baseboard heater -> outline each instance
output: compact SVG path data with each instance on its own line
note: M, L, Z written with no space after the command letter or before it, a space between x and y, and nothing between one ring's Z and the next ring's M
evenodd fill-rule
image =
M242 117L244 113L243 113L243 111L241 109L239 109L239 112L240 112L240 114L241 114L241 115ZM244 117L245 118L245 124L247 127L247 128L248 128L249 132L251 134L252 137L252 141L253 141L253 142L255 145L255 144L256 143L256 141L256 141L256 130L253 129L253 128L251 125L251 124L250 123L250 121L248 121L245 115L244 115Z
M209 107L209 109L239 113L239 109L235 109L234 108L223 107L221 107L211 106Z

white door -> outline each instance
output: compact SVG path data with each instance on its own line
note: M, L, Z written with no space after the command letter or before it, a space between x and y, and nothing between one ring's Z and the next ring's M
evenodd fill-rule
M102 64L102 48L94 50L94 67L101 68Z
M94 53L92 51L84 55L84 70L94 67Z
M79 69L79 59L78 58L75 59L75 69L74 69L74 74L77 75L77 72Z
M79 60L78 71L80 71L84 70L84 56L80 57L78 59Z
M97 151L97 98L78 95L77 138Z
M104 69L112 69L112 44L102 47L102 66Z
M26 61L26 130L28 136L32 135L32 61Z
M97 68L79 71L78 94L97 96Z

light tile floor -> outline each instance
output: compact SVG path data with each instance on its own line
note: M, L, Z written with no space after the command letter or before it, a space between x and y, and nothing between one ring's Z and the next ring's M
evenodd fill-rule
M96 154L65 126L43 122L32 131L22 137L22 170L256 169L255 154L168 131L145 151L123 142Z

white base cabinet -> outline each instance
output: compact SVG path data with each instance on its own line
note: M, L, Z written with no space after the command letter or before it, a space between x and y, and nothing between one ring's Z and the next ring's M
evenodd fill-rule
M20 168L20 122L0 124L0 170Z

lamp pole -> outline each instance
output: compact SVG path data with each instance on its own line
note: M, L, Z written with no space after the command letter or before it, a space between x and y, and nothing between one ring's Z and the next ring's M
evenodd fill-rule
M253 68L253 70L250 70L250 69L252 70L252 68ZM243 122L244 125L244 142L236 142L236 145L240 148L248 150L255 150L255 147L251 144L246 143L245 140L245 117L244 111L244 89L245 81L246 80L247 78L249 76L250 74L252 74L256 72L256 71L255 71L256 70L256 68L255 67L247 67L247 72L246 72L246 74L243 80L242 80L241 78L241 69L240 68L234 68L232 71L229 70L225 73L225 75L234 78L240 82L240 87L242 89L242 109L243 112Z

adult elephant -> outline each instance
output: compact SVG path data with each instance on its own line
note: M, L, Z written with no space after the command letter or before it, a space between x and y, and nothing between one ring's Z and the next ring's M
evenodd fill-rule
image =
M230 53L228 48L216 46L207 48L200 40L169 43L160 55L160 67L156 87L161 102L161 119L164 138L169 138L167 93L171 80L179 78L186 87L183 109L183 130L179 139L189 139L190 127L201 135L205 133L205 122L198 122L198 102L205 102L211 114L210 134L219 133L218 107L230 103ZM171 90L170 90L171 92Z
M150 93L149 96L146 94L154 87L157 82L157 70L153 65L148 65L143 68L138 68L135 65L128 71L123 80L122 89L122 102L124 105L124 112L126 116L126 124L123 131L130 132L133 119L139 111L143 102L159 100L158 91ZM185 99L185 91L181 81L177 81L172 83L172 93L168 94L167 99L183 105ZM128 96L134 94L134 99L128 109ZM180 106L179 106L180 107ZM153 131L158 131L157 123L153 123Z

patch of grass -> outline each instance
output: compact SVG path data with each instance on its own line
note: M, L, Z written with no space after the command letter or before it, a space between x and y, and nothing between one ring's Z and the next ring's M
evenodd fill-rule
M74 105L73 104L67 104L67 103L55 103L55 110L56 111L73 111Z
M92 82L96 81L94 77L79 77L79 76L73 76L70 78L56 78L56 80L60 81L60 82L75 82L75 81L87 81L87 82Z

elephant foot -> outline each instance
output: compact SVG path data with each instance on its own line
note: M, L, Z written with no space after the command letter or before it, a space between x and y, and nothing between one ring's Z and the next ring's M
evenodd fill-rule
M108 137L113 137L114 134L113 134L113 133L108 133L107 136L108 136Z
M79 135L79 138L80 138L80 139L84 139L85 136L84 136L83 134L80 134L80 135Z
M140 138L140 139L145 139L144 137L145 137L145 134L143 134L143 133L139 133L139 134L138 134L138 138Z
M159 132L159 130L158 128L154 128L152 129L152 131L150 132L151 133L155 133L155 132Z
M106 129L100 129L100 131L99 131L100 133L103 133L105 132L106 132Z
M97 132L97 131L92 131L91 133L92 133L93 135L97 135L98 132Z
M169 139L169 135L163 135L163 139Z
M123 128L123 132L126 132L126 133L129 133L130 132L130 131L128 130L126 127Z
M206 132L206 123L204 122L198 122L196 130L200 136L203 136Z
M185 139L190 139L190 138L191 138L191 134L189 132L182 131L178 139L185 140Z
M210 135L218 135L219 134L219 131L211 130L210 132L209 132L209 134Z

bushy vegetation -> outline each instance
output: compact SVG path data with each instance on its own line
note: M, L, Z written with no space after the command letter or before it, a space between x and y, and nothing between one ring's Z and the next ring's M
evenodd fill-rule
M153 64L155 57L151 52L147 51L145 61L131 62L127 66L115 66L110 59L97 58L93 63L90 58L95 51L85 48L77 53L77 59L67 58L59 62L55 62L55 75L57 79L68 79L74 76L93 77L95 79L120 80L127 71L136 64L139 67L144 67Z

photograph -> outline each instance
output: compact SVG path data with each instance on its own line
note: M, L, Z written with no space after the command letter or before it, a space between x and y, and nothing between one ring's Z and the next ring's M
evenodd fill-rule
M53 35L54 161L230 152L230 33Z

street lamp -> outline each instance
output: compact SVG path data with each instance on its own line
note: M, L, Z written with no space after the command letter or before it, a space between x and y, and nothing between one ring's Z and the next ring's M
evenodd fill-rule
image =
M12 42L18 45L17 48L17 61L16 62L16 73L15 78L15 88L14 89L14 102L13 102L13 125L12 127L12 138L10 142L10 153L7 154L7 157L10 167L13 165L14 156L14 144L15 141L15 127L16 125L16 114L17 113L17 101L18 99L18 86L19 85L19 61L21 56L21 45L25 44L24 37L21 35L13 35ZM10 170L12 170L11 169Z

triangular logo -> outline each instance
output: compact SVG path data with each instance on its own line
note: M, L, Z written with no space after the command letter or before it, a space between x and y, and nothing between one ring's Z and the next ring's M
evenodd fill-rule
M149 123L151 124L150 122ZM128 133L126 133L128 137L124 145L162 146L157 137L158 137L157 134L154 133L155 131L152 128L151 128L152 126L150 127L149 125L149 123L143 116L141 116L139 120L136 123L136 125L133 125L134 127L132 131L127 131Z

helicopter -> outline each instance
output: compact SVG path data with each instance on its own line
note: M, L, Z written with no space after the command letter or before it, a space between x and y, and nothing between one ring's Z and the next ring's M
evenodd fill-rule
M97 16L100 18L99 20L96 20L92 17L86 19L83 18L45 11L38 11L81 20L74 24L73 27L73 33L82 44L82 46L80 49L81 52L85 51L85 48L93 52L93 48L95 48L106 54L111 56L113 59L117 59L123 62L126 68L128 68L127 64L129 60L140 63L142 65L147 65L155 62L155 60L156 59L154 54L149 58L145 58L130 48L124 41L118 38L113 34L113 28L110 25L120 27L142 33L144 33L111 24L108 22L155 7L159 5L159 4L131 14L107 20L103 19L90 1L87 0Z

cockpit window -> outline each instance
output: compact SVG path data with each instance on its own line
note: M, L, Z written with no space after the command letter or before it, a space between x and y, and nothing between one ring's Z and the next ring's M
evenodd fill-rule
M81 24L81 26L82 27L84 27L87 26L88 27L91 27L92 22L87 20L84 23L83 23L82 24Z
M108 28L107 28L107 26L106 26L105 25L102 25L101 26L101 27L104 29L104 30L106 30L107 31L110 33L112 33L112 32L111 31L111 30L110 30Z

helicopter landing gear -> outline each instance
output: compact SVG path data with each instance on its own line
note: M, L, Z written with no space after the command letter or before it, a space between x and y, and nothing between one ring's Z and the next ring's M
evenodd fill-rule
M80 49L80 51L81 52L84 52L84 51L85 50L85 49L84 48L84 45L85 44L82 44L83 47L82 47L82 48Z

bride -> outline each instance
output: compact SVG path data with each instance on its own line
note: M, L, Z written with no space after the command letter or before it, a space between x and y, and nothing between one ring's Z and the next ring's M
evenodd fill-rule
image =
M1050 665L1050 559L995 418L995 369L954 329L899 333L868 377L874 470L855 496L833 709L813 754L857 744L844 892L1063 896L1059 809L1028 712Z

▶ [Task goal] Please express the entries from their first line through the line containing "M96 154L65 126L43", inclusive, as a JSON list of strings, one string per line, leaving out blank lines.

▶ [The answer]
[
  "baseboard heater -> outline each instance",
  "output: compact SVG path data with each instance on its own line",
  "note: M, L, Z written with no space after the command letter or before it, a space between x and y, and nothing between one ring's Z and the next ring's M",
  "evenodd fill-rule",
  "image =",
  "M242 117L244 113L243 113L243 111L241 109L239 109L239 112L240 112L240 114L241 114L241 115ZM244 117L245 118L245 124L247 127L247 128L248 128L249 132L251 134L252 137L252 141L253 141L253 142L255 145L255 144L256 143L256 141L256 141L256 130L253 129L253 128L251 125L251 124L250 123L250 121L248 121L245 115L244 115Z",
  "M209 107L209 109L239 113L239 109L235 109L234 108L223 107L221 107L211 106Z",
  "white door -> outline each instance",
  "output: compact SVG path data with each instance on its own line",
  "note: M, L, Z written with no space after the command letter or before it, a space between x and y, and nothing between one ring's Z and the next ring's M",
  "evenodd fill-rule",
  "M102 64L102 48L94 50L94 67L101 68Z",
  "M94 53L92 51L84 55L84 70L94 67Z",
  "M79 69L79 59L78 58L75 59L75 69L74 69L74 74L77 75L77 72Z",
  "M79 60L78 71L80 71L84 70L84 56L80 57L78 59Z",
  "M97 151L97 98L78 95L77 138Z",
  "M104 69L112 69L112 44L102 47L102 66Z",
  "M26 61L26 130L28 136L32 135L32 61Z",
  "M97 68L79 71L78 94L97 96Z",
  "light tile floor -> outline each instance",
  "output: compact SVG path data with each instance on its own line",
  "note: M, L, Z written with no space after the command letter or before it, a space between x and y, and nothing between one ring's Z and the next ring's M",
  "evenodd fill-rule",
  "M96 154L65 126L43 122L32 131L22 137L22 170L256 169L255 154L168 131L145 151L123 142Z"
]